## Work to be completed
Produce a word-for-word copy of the data below.

## Input
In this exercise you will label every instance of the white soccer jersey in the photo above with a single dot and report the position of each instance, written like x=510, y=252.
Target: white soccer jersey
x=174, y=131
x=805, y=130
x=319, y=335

## Answer
In this exercise you will label every instance of the white soccer jersey in the photo above with a single dot and report the position of each instance, written like x=510, y=252.
Target: white soccer jersey
x=174, y=131
x=805, y=130
x=319, y=335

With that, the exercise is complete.